**Selected excerpt**
──────────────────────────────
Urine test may reveal lung cancer risk
Chiucago (IL) - Most of us poor smokers like to think we'll be one of the lucky ones who makes it to 100 unscathed. And now researchers think they may soon be able to tell which of us will, through a simple urine test.
Only about one in 10 smokers gets lung cancer. "A history of smoking has always been thought of as a predictor of lung cancer, but it is actually not very accurate," said Jian-Min Yuan, associate professor of public health at the University of Minnesota. "Smoking absolutely increases your risk, but why it does so in some people but not others is a big question."
Researchers collected data from over 80,000 men and women, carrying out in-person interviews to assess levels of cigarette smoking, dietary and other lifestyle factors. They also collected blood and urine samples from more than 50,000 patients.
The nicotine metabolite NNAL had been shown to induce lung cancer in laboratory animals, but the effect in humans hadn't yet been studied. To evaluate its impact, researchers identified 246 current smokers who later developed lung cancer and 245 smokers who did not during the 10-year period following the initial interview and collection of urine samples.
──────────────────────────────
**Things to do**
**a.** Answer these questions using the article on urine testing and lung cancer risk:
(i) About what share of smokers get lung cancer?
(ii) From how many men and women did researchers collect data?
(iii) Which nicotine metabolite had been shown to induce lung cancer in laboratory animals?
**b.** Duplicate everything in the article on urine testing and lung cancer risk from "Urine test may" down to "simple urine test.".
The rows after this text are separate material and are not connected to it.

**Material supplied**
──────────────────────────────
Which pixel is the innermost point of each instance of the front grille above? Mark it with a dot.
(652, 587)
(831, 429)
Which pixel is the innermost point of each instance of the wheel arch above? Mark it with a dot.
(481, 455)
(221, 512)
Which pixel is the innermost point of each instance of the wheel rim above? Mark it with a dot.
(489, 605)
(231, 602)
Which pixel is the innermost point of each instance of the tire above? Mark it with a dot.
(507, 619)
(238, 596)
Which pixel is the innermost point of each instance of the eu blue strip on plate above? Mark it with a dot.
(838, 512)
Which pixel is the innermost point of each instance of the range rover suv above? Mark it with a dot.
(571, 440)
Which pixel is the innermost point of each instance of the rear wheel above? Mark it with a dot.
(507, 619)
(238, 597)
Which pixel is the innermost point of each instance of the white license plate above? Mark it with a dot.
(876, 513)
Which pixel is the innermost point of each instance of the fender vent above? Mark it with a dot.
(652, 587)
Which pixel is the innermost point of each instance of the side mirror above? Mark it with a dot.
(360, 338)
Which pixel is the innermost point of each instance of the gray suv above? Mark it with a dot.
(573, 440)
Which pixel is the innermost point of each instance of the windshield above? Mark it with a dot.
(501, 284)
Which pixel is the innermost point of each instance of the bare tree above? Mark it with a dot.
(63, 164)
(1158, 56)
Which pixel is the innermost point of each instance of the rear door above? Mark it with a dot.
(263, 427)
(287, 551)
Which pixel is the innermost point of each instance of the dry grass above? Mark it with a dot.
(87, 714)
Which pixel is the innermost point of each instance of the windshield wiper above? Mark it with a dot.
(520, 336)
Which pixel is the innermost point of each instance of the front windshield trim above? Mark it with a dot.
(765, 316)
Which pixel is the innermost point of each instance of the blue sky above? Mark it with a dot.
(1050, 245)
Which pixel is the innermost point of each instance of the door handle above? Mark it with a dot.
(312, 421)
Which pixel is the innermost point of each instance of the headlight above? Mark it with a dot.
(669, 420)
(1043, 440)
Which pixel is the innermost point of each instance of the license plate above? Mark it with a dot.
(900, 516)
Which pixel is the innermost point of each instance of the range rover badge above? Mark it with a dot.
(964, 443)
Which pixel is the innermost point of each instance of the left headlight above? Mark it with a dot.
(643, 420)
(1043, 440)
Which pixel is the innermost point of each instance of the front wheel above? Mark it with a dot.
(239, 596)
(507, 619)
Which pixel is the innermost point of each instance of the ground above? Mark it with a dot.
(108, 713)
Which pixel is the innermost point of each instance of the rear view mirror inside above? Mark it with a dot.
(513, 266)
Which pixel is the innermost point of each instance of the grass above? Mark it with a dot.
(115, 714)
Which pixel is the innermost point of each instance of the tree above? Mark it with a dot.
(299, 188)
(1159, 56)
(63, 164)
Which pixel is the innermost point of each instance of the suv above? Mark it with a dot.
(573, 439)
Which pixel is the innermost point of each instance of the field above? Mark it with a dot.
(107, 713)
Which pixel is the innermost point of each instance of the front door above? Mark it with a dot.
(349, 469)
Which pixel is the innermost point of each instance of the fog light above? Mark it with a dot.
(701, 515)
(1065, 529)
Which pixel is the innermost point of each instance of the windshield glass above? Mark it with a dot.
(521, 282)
──────────────────────────────
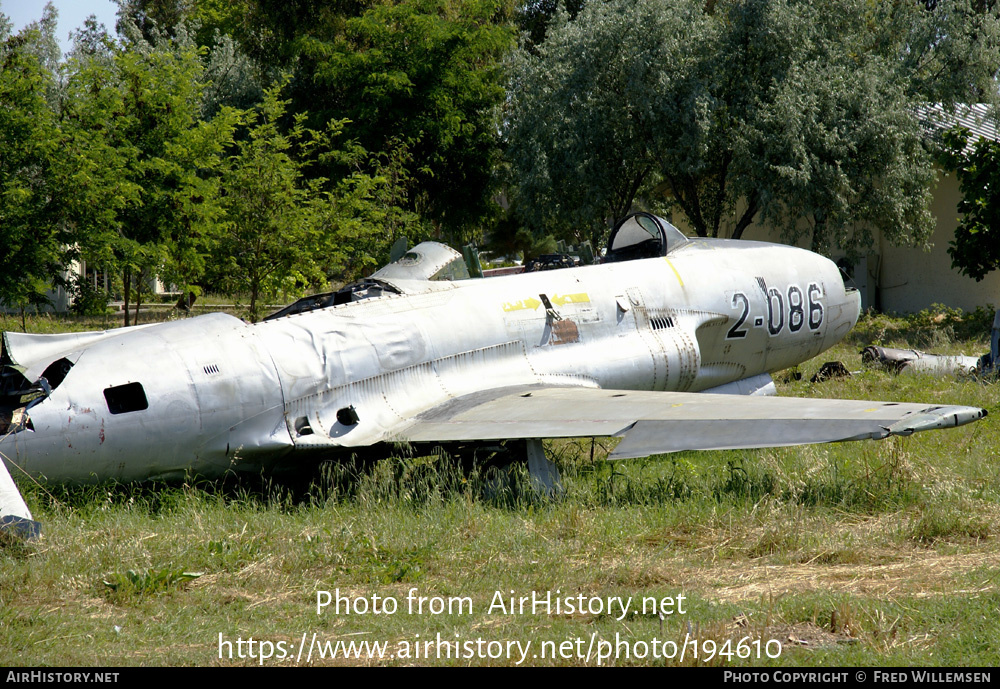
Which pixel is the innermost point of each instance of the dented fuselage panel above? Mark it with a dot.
──────────────────────────────
**Solutions below**
**a.**
(i) About one in 10
(ii) Over 80,000
(iii) NNAL

**b.**
Urine test may reveal lung cancer risk
Chiucago (IL) - Most of us poor smokers like to think we'll be one of the lucky ones who makes it to 100 unscathed. And now researchers think they may soon be able to tell which of us will, through a simple urine test.